**Brief 1**: List every question that the interviewer asks in the interview about playing Dee Dee, quoting each one word for word.
**Brief 2**: Write the next part of the interview about playing Dee Dee, starting after its final answer.

**Document section**:
————————

Though the show is around a tragic incident, there are so many layers to your character of Dee Dee who loves life and loves to have fun.

Yes, there’s something that’s a lot of fun about my character, especially in a show where obviously we have so many characters dealing with grief. I really wanted to maintain the levity of who she is in the world. And even when she’s going through this extraordinary loss in her own life, I still wanted to have a sense of humour because I also think that it’s one’s sense of humour that’s important in getting through grief, at least in my personal experience… in my life. I really wanted to make sure to represent that while playing the character.

What’s the best piece of advice you have received when it comes to happiness?

Always remember to laugh. For me, it’s about that really. It’s about being able to find joy, even in times of greatest sorrow, and even gratitude. If you can find laughter and gratitude, I feel that will always take you a long way.

While researching the character did it teach you anything new about grief or the handling of grief? 

I think for me the experience of playing this role and telling this story, this collective story was really about trying to create that connectivity. Because we… globally… are in grief. There is just so much loss going on around the world, starting with a pandemic, but also the climate crisis and the vast destruction… that is creating tremendous amounts of grief for people around the world. I’m hoping that this show will provide an outlet for that, or at least a sense of community. And it’s important to find a way to have a conversation about this collective grief that we are all going through in very different ways, depending on where you are, depending on what your experience is. But that sense of loss and that sense of grief, it’s like there’s something very fundamental and very human and very primal about it. No matter what your experience is, no matter where you’re living, no matter how devastating the experience… the sense of grief is primal and shared.

Who are the people helping you go through life?

I have the most incredible family and we are completely connected. In terms of the pandemic, we kind of created a little pod together. As difficult as that was, we created a system so that we have a support system. I think the pandemic taught a lot of us how important having some connection is to get through difficult times. I’m hoping the show will remind people of that as well.

————————

**Dataset records**:
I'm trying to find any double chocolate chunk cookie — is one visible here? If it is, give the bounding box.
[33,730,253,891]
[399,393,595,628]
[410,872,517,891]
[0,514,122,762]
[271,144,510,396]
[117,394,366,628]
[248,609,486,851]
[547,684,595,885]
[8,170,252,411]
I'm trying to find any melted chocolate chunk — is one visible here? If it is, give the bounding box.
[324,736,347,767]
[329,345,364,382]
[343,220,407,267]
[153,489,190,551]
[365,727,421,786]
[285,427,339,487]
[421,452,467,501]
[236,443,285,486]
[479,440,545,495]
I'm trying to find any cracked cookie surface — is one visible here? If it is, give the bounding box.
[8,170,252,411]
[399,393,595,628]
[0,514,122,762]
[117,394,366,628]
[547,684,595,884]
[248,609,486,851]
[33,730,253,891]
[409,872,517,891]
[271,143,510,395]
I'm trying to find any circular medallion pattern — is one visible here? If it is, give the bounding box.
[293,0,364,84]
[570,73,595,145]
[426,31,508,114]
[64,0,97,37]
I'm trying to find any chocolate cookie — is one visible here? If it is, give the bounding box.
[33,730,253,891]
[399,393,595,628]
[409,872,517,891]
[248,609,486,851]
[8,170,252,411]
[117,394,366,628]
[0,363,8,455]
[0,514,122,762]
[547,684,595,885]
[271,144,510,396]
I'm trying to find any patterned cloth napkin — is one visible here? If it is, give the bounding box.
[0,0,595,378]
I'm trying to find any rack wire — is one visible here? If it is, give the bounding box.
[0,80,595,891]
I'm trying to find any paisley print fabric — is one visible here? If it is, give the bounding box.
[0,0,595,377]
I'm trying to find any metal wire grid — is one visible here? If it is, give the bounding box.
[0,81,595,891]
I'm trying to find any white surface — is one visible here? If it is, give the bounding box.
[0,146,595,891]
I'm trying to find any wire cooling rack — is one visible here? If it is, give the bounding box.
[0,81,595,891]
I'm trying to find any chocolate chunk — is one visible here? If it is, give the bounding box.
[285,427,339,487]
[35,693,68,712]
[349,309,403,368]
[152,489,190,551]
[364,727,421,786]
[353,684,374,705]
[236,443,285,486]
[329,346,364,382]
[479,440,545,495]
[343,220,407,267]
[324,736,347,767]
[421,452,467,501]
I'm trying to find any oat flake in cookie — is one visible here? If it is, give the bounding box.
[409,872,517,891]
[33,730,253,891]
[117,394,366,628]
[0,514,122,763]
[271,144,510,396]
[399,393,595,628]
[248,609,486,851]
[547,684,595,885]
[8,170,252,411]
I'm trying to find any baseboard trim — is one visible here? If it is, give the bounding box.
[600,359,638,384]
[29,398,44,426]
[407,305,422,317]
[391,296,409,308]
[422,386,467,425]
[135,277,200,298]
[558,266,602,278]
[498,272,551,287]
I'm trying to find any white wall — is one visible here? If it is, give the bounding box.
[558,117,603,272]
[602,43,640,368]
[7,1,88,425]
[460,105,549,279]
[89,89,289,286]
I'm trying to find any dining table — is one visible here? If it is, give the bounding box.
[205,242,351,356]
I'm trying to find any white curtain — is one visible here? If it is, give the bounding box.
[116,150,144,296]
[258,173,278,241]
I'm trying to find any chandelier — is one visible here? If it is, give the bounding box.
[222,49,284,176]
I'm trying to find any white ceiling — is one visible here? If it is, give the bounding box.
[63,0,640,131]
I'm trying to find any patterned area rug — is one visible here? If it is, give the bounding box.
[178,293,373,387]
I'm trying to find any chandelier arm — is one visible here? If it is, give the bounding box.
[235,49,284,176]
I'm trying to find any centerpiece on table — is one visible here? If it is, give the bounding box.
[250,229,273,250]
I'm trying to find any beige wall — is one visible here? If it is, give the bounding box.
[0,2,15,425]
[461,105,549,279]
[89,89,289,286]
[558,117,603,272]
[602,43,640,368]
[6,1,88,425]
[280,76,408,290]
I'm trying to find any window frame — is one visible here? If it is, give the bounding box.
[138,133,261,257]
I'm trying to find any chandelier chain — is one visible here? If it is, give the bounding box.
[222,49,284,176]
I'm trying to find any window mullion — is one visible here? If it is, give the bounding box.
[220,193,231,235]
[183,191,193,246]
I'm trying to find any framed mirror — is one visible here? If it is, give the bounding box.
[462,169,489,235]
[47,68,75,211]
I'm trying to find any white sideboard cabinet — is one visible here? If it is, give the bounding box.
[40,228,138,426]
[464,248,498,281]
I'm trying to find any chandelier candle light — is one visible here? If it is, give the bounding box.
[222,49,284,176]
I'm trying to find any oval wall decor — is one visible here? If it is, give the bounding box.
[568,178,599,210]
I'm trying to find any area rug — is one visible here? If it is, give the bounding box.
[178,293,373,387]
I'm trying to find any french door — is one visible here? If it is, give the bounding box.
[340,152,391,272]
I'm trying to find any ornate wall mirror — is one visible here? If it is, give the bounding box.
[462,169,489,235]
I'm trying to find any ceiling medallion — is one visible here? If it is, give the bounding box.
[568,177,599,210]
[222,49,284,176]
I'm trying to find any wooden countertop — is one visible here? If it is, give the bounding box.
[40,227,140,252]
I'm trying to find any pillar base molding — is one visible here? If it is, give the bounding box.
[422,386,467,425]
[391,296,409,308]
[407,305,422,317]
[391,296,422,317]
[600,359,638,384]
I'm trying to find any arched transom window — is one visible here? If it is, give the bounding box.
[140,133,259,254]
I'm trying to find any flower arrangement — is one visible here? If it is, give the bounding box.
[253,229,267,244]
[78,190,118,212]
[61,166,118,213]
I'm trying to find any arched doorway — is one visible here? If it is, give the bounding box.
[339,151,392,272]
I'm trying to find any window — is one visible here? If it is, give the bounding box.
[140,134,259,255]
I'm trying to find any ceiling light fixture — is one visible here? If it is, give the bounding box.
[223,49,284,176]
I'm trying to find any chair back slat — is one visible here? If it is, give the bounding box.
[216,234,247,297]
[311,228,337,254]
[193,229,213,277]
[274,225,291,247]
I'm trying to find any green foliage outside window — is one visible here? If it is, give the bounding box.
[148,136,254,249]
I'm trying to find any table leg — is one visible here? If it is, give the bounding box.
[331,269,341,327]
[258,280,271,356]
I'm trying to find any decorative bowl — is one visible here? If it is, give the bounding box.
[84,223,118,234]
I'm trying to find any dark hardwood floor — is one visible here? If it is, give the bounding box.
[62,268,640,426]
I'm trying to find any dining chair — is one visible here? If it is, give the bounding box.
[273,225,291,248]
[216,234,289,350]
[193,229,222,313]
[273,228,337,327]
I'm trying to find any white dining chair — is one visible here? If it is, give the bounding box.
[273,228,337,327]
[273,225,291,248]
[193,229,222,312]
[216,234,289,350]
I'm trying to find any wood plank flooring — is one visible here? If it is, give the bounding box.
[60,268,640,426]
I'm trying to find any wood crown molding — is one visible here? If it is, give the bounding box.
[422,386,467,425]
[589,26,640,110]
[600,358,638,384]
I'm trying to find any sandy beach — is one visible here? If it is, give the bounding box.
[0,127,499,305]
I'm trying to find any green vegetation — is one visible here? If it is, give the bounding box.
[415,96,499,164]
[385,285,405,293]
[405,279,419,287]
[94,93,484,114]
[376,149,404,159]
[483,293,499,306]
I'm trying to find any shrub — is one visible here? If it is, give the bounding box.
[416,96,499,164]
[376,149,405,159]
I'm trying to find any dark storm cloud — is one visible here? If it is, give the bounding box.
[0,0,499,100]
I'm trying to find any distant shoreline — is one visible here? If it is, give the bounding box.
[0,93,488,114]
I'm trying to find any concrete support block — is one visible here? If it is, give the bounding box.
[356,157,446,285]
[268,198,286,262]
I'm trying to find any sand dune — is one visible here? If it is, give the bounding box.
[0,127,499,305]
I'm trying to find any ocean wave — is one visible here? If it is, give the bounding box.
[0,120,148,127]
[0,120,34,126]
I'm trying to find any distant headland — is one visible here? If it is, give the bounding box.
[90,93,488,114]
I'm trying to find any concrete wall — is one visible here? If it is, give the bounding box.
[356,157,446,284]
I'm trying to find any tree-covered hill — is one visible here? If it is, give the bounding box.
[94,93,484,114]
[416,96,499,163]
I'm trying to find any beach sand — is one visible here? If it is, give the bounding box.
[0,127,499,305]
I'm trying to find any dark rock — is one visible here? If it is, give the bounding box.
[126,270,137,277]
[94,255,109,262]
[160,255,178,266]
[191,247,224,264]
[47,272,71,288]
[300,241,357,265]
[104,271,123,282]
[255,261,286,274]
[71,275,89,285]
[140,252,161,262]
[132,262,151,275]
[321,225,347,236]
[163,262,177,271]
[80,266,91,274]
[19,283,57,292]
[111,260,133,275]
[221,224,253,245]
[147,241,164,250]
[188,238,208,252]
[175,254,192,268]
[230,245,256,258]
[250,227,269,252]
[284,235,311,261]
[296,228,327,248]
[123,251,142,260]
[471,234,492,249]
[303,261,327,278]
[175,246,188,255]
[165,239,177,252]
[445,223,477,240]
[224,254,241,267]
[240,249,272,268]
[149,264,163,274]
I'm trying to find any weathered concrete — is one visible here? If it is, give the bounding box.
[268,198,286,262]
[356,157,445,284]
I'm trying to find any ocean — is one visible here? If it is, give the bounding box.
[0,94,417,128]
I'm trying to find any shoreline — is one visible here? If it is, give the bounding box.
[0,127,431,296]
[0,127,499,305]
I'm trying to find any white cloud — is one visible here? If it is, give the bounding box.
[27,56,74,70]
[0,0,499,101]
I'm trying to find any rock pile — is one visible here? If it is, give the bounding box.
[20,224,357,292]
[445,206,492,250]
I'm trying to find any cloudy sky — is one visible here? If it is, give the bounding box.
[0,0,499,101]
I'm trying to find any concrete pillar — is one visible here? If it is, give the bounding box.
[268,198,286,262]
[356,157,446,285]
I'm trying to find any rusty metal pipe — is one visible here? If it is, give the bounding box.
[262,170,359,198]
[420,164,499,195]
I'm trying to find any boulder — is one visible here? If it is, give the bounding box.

————————

**Exercise answer 1**:
- What’s the best piece of advice you have received when it comes to happiness?
- While researching the character did it teach you anything new about grief or the handling of grief?
- Who are the people helping you go through life?

**Exercise answer 2**:
How does Dee Dee control her feelings? 

The situation she is in is new. Dee Dee is always well-behaved. Her life changes. Viewers know things will change and she will start crying. Every character I play, I’m always trying to explore life through the female perspective. And there is something about being a woman who’s constantly told that you need to behave yourself, you need to live within the confines of very specific cultural norms. I feel that Dee Dee, in some subconscious place, believes in that… by conforming to all of these ideals.

At the beginning of the show, we see that she has created this amazing life for herself. To not conform to that… to not be a “good” girl and not keep it together would also mean losing everything. During the course of the show, we see her lose everything. But she still has this very deeply entrenched idea that I think is very relatable to a lot of women, and probably to a lot of people, but I’m most interested in it from women’s perspective… that she holds on to this idea that she must behave, she must keep it together. But, of course, she can’t because she’s human. To me that made the character very interesting. There’s a complexity to her character. It’s not just as simple as she has full control over her life.

Any scene that’s special to you?

There’s a scene that involves cupcakes and another that takes place in the graveyard. There are several scenes that I loved doing and we did a lot of improvisation in some of them. I love that these scenes show what control is about. In some scenes, you will see that I am upset but I also know that now I have to let go of certain things.